[DATA PROVIDED — start]
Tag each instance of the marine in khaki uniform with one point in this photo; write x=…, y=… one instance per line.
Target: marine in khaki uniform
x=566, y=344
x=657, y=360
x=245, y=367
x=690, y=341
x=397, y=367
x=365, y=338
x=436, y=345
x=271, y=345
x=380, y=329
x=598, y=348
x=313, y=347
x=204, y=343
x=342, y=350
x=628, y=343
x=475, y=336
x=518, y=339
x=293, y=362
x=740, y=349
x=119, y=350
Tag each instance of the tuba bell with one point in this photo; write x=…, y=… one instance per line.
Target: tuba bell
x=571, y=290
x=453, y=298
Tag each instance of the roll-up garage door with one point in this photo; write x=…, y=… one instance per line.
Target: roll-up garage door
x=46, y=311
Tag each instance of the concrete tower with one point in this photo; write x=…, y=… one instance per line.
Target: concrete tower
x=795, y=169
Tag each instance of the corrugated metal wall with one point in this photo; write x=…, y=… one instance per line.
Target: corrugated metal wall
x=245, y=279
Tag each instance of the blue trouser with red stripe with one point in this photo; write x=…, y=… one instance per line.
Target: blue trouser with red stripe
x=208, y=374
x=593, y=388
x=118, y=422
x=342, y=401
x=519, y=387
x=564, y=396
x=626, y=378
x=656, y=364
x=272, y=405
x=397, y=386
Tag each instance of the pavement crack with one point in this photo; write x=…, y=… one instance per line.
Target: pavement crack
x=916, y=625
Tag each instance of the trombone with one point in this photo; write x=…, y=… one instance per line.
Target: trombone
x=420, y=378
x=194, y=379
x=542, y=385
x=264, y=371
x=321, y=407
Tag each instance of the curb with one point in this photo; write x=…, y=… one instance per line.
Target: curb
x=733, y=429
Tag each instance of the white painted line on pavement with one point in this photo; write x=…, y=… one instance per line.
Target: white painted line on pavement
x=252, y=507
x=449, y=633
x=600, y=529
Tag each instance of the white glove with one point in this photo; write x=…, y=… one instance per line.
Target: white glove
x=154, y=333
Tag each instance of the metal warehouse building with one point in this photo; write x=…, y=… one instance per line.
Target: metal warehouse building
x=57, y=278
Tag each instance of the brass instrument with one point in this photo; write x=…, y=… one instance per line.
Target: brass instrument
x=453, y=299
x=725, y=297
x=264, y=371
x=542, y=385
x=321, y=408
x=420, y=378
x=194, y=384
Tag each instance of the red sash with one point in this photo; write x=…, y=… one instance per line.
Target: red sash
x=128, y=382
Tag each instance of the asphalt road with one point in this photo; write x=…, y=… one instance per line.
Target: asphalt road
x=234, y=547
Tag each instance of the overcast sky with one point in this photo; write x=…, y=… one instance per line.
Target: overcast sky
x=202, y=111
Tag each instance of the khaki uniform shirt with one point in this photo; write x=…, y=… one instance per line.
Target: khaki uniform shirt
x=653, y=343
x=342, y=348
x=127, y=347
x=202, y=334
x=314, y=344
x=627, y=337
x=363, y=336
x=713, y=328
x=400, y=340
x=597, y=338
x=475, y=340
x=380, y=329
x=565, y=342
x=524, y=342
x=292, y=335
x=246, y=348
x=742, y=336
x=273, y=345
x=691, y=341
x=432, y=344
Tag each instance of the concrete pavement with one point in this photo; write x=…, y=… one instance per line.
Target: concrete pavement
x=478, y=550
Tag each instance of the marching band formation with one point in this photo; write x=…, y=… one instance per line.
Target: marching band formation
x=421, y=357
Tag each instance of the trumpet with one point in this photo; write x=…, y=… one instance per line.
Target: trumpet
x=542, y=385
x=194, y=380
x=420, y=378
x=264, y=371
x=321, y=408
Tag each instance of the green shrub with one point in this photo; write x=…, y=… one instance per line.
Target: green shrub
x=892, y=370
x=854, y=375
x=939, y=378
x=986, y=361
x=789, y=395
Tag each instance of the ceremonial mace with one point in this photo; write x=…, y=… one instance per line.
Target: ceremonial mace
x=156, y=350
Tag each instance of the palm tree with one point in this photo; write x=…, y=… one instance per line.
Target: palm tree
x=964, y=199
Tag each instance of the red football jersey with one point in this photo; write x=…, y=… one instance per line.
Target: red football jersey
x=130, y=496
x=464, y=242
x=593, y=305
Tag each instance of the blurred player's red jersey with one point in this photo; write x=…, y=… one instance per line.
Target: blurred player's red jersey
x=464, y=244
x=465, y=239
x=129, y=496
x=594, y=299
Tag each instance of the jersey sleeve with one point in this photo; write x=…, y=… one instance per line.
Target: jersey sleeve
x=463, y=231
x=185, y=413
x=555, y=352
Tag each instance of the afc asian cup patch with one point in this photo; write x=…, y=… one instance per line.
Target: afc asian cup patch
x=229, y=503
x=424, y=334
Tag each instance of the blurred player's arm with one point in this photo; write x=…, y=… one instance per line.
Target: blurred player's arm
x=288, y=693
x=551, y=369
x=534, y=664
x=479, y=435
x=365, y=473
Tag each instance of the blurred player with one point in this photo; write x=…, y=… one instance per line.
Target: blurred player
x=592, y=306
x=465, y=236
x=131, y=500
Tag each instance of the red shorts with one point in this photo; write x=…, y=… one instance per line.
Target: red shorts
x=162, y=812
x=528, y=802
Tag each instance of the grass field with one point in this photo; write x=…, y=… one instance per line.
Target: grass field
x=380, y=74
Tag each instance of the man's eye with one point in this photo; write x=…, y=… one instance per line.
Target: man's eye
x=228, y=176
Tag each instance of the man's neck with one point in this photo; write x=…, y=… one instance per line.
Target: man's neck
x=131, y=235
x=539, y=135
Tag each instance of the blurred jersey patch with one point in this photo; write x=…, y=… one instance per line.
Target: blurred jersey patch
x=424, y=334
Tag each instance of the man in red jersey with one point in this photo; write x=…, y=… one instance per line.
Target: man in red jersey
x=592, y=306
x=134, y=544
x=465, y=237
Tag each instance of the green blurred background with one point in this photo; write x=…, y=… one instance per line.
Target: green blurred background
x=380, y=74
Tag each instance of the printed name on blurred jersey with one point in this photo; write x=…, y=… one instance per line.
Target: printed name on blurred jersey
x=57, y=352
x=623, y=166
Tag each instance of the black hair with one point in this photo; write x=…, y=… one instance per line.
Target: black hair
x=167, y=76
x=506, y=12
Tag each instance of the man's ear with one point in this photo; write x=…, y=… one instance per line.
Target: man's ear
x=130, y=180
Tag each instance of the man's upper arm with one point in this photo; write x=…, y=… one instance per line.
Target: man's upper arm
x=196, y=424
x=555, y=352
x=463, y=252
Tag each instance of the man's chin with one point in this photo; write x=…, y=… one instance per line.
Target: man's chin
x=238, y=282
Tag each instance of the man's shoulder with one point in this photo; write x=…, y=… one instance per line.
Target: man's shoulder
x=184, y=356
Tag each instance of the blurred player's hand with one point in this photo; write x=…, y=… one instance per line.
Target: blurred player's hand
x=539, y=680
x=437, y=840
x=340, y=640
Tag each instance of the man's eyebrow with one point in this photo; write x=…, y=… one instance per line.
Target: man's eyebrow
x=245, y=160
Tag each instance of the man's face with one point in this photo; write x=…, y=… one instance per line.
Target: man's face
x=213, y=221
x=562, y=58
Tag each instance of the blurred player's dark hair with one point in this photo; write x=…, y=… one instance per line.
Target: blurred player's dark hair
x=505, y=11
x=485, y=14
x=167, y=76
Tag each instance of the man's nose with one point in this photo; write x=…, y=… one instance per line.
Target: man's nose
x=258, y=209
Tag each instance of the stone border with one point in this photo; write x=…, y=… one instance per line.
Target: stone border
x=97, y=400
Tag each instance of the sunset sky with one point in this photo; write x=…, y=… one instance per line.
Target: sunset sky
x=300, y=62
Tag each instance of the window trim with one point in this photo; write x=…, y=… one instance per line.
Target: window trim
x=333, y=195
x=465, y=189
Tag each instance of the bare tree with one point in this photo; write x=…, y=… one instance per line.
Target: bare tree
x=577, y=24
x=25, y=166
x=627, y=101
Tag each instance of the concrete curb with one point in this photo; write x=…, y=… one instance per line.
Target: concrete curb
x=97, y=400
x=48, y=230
[DATA PROVIDED — finish]
* **TASK INSTRUCTIONS**: Your answer must consist solely of the lines above between the line holding "Tag each instance of the man in" and the line holding "Tag each instance of the printed", inclusive, copied exactly.

* **ANSWER FOR THIS EXERCISE**:
Tag each instance of the man in red jersey with one point in this photo; write x=…, y=… one instance per line.
Target: man in red jersey
x=592, y=306
x=134, y=544
x=465, y=237
Tag each instance of the green blurred background with one point in this photo; write x=…, y=… one instance per line.
Target: green blurred background
x=380, y=74
Tag each instance of the printed name on blurred jersey with one point in this photo; write x=…, y=… one instance per line.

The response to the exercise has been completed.